(Data entries)
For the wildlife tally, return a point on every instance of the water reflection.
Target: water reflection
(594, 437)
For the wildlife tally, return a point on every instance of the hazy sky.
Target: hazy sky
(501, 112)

§ Exercise
Please write out every line of the rows again, requests included, scaling each point coordinate in the answers by 1.45 and rounding to whole numbers, with halves rounded up. Leave all other numbers unchanged.

§ Answer to this problem
For the wildlife tally, return a point on every instance of the water reflection.
Target: water reflection
(861, 634)
For the wildlife tally, return a point on every instance of the hazy sky.
Target: hazy sky
(726, 162)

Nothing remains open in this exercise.